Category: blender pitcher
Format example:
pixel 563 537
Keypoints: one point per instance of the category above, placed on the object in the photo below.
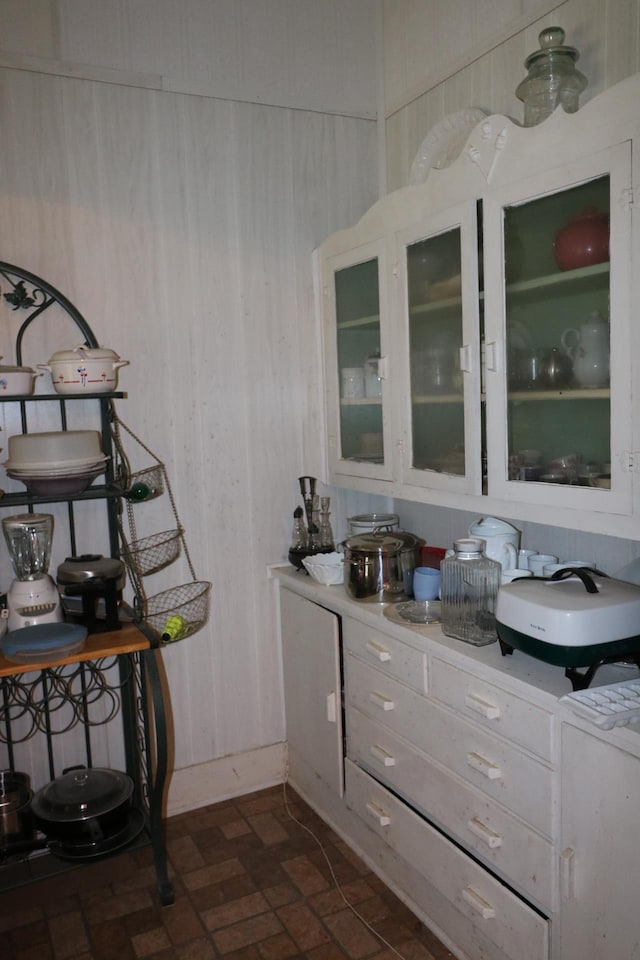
pixel 33 596
pixel 28 537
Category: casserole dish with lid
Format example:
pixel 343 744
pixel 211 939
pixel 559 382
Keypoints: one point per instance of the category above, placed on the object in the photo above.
pixel 379 565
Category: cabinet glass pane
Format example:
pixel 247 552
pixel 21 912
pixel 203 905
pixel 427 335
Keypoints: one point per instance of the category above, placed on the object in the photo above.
pixel 557 337
pixel 358 320
pixel 435 338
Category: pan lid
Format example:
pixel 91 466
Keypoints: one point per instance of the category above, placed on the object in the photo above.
pixel 382 543
pixel 82 793
pixel 89 566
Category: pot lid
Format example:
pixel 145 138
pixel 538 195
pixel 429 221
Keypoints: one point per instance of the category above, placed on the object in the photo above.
pixel 491 526
pixel 382 542
pixel 80 794
pixel 83 352
pixel 88 566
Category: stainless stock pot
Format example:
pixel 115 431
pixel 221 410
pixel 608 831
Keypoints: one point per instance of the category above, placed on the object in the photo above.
pixel 379 565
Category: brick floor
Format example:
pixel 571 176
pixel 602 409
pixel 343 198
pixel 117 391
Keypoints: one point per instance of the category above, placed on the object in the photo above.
pixel 250 884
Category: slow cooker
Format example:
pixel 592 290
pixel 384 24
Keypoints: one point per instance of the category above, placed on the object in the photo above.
pixel 576 618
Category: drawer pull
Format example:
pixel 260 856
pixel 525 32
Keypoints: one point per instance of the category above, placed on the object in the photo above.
pixel 567 873
pixel 381 701
pixel 483 832
pixel 381 755
pixel 332 715
pixel 478 903
pixel 378 651
pixel 487 710
pixel 486 767
pixel 378 814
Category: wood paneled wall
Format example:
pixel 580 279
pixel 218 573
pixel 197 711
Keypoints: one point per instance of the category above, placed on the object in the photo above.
pixel 182 226
pixel 473 56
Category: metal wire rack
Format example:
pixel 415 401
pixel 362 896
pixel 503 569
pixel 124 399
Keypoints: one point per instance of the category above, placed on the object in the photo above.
pixel 180 611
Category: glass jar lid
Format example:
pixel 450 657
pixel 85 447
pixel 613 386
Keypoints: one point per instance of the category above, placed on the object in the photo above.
pixel 468 547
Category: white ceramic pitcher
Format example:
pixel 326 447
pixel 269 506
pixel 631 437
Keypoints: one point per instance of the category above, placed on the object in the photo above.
pixel 501 538
pixel 588 347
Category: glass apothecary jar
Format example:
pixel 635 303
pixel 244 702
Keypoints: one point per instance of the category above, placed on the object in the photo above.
pixel 468 589
pixel 552 80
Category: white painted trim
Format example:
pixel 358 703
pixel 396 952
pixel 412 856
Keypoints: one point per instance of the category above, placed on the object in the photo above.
pixel 226 777
pixel 153 81
pixel 431 80
pixel 80 71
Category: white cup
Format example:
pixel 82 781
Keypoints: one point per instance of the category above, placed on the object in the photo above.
pixel 507 576
pixel 523 558
pixel 353 383
pixel 538 561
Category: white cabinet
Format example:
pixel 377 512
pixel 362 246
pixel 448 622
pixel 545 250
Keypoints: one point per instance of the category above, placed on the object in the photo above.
pixel 600 851
pixel 312 685
pixel 506 368
pixel 507 824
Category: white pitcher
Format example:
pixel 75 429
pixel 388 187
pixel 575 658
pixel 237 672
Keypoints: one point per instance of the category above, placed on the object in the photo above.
pixel 501 538
pixel 588 347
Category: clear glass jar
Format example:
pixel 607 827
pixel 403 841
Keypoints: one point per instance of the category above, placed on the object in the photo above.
pixel 469 583
pixel 553 78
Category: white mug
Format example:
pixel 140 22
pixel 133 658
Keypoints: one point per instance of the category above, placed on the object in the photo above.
pixel 353 383
pixel 538 561
pixel 508 576
pixel 523 558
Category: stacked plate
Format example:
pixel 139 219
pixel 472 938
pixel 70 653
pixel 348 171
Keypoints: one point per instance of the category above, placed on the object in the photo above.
pixel 58 463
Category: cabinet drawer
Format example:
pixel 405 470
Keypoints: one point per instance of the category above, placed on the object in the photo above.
pixel 498 769
pixel 492 707
pixel 487 909
pixel 511 848
pixel 393 657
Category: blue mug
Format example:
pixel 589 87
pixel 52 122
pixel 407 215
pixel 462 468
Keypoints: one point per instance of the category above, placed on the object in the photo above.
pixel 426 583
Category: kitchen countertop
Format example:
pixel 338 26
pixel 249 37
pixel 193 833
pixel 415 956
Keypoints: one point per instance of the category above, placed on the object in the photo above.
pixel 549 680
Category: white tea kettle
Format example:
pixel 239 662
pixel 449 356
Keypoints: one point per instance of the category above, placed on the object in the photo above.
pixel 501 538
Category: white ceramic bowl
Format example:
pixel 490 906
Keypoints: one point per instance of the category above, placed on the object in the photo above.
pixel 55 447
pixel 17 381
pixel 84 370
pixel 325 568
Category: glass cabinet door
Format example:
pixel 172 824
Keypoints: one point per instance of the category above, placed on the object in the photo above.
pixel 358 433
pixel 440 286
pixel 564 397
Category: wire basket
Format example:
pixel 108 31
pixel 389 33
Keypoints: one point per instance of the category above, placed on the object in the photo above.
pixel 177 613
pixel 155 552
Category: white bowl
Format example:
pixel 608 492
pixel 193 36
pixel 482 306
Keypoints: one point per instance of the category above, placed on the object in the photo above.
pixel 56 468
pixel 54 447
pixel 325 568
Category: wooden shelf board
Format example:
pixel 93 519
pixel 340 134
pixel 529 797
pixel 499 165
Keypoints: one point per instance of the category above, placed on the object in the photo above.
pixel 129 639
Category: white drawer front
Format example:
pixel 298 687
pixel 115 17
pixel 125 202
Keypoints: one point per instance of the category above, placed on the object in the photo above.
pixel 493 708
pixel 519 854
pixel 496 768
pixel 393 657
pixel 487 907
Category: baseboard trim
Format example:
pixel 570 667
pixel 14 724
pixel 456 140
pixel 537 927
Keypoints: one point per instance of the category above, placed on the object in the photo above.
pixel 225 777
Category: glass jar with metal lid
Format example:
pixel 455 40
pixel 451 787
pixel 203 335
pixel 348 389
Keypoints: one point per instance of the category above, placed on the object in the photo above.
pixel 552 79
pixel 469 583
pixel 379 565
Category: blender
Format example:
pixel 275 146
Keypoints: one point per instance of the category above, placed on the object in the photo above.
pixel 33 596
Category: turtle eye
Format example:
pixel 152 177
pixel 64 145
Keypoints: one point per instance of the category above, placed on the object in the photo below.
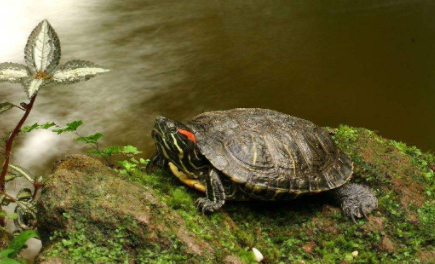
pixel 188 134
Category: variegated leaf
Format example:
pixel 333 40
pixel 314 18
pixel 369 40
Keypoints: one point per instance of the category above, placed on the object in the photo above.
pixel 42 52
pixel 12 72
pixel 5 107
pixel 9 177
pixel 76 71
pixel 24 194
pixel 31 86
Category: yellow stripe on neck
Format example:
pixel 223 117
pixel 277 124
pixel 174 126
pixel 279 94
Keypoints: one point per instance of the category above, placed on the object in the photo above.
pixel 193 183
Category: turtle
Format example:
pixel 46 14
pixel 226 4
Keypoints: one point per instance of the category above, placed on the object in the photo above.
pixel 257 154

§ **Exercise requirements**
Update all of the records by changing every "Format example" to "Output format" and leaving everything else as it is. Leave the pictures out of your answer.

§ **Solution to the problem**
Category: blender pitcher
Output format:
pixel 563 537
Keypoints: one point per instance of the category above, placed on the object in the photo below.
pixel 33 596
pixel 28 537
Category: casserole dish with lid
Output format:
pixel 343 744
pixel 211 939
pixel 559 382
Keypoints: one point per instance of the category above, placed on the object in the photo above.
pixel 379 565
Category: cabinet glass pane
Output format:
pixel 247 552
pixel 21 912
pixel 203 905
pixel 427 335
Keypoints: one point per instance of the category above, placed on the object in the photo above.
pixel 557 337
pixel 358 320
pixel 435 338
Category: pan lid
Output format:
pixel 91 466
Keypoints: one point per instance of the category above, placed on the object in the photo above.
pixel 382 543
pixel 82 793
pixel 89 566
Category: pot lid
Output format:
pixel 145 138
pixel 538 195
pixel 429 221
Keypoints: one point per instance of the category above, placed on the object in the photo above.
pixel 491 526
pixel 382 542
pixel 80 794
pixel 83 352
pixel 88 566
Category: stainless stock pot
Output format:
pixel 115 431
pixel 221 410
pixel 608 831
Keypoints: one point per instance of the category above, placed on the object in the photo above.
pixel 379 565
Category: brick floor
Output format:
pixel 571 176
pixel 602 409
pixel 343 198
pixel 117 391
Keypoints: one point per instance of the category above, placed on the object in the photo above.
pixel 250 884
Category: slow cooker
Output format:
pixel 592 290
pixel 384 24
Keypoints: one point per instance of the category above, placed on the object in the photo above.
pixel 576 618
Category: drawer pull
Output format:
pixel 260 856
pixel 525 32
Keypoints: one point per instance of the category above, placed on the object in the photo above.
pixel 567 873
pixel 381 701
pixel 483 832
pixel 381 755
pixel 332 715
pixel 478 903
pixel 378 651
pixel 487 710
pixel 486 767
pixel 378 814
Category: wood paneled wall
Output format:
pixel 580 279
pixel 218 573
pixel 197 711
Keypoints: one point per instance of the category above, placed on the object in the photo above.
pixel 182 226
pixel 473 56
Category: metal wire rack
Output format:
pixel 415 401
pixel 362 896
pixel 503 569
pixel 124 399
Keypoints: one point per instance of the category above, placed on the object in the photo above.
pixel 180 611
Category: glass jar lid
Output format:
pixel 450 657
pixel 85 447
pixel 613 386
Keypoints: one point per instance of the category above, placed on the object in the photo above.
pixel 468 547
Category: white ceramic pitcher
Output format:
pixel 326 447
pixel 269 506
pixel 631 437
Keypoints: one point per instance of the category above, placed on the object in the photo above.
pixel 501 538
pixel 588 347
Category: glass apothecary jar
Output format:
pixel 635 303
pixel 244 702
Keypoints: one point per instance of the category above, placed on the object in the photo above.
pixel 468 589
pixel 552 80
Category: white painted trim
Output format:
pixel 358 703
pixel 396 952
pixel 412 856
Keypoints: one point per instance of the category above, placed on the object in the photo above.
pixel 226 777
pixel 153 81
pixel 431 80
pixel 80 71
Category: white cup
Output format:
pixel 82 781
Keypoints: one point per instance of the category above, placed on the object in the photo above.
pixel 507 576
pixel 523 558
pixel 353 383
pixel 538 561
Category: white cabinet
Output format:
pixel 377 512
pixel 362 246
pixel 448 622
pixel 545 250
Keypoints: one point per instance of the category above, placed on the object in the photo above.
pixel 600 851
pixel 312 685
pixel 506 368
pixel 507 824
Category: white pitcher
Output format:
pixel 75 429
pixel 388 187
pixel 575 658
pixel 237 672
Keypoints: one point per instance of the category above, placed on the object in the photo above.
pixel 501 538
pixel 588 347
Category: clear glass jar
Output format:
pixel 607 827
pixel 403 841
Keypoints: one point per instance of the category above, placed on the object in the photo above.
pixel 469 583
pixel 553 78
Category: white mug
Output format:
pixel 140 22
pixel 133 658
Keypoints: one point per instance of the category above, placed on the object in the photo above.
pixel 353 383
pixel 538 561
pixel 508 576
pixel 523 558
Category: stacked plate
Output format:
pixel 139 219
pixel 472 938
pixel 70 653
pixel 348 171
Keypoints: one point per instance of the category above, placed on the object in the photo above.
pixel 58 463
Category: cabinet drawer
Output format:
pixel 405 470
Keypoints: one point per instance of the category above, placed on the object in the photo above.
pixel 498 769
pixel 492 707
pixel 487 909
pixel 511 848
pixel 393 657
Category: blue mug
Output format:
pixel 589 87
pixel 52 122
pixel 407 215
pixel 462 468
Keypoints: one point per instance of the category above, placed on the object in the photo above.
pixel 426 583
Category: kitchen countertop
Output format:
pixel 338 26
pixel 249 37
pixel 193 833
pixel 415 956
Keypoints: one point per instance of the category above, placed on the object in the photo above.
pixel 549 680
Category: white tea kettle
Output format:
pixel 239 662
pixel 449 356
Keypoints: one point per instance of the category above, placed on the object in the photo above.
pixel 501 538
Category: white ceramic bowl
Output format:
pixel 490 906
Keypoints: one point per instance of the category above, placed on the object in the photo above.
pixel 55 447
pixel 17 381
pixel 84 370
pixel 325 568
Category: glass cabinet door
Output format:
pixel 172 824
Keypoints: one point per instance of the category above, placed on the object in the photo above.
pixel 358 433
pixel 440 286
pixel 564 397
Category: wire basket
Output format:
pixel 108 31
pixel 389 33
Keypoints: one point per instance of the category above, placed on the object in the photo above.
pixel 177 613
pixel 155 552
Category: white bowl
Output format:
pixel 608 492
pixel 193 36
pixel 482 306
Keypoints: one point per instance of the category above, placed on the object in the photo above.
pixel 56 468
pixel 54 447
pixel 325 568
Category: wooden shelf board
Output format:
pixel 93 519
pixel 340 134
pixel 529 797
pixel 499 165
Keypoints: one point per instance of the category above, placed on the object in the photo above.
pixel 129 639
Category: white drawer front
Output format:
pixel 298 687
pixel 115 17
pixel 125 202
Keypoints: one point per instance of the category above, placed on the object in the photo above.
pixel 493 708
pixel 519 854
pixel 496 768
pixel 393 657
pixel 487 907
Category: baseboard trim
Output format:
pixel 570 667
pixel 14 724
pixel 456 140
pixel 537 927
Keypoints: one point per instance of the category above, placed on the object in the photo above.
pixel 225 777
Category: glass jar with metal lid
Output format:
pixel 455 40
pixel 451 787
pixel 203 335
pixel 348 389
Keypoints: one point per instance of the category above, placed on the object in the photo above.
pixel 552 79
pixel 469 583
pixel 379 565
Category: blender
Output format:
pixel 275 146
Keypoints: one point per instance of the category above, placed on the object in the photo above.
pixel 33 596
Category: turtle eye
Output format:
pixel 152 177
pixel 64 145
Keypoints: one point per instance of the category above, placed on the object in the photo below.
pixel 188 134
Category: variegated leaf
Output format:
pixel 333 40
pixel 314 18
pixel 369 40
Keypoints: one point per instance of the category above, placed on the object in the photo above.
pixel 42 52
pixel 12 72
pixel 5 107
pixel 9 177
pixel 76 71
pixel 24 194
pixel 31 86
Category: yellow stripe on neck
Output format:
pixel 223 117
pixel 277 124
pixel 174 126
pixel 279 94
Keypoints: one point per instance of the category above, placed on the object in the photo above.
pixel 193 183
Category: turtle
Output format:
pixel 46 14
pixel 226 4
Keypoints: one point per instance of the category above, placed on the object in the photo above.
pixel 257 154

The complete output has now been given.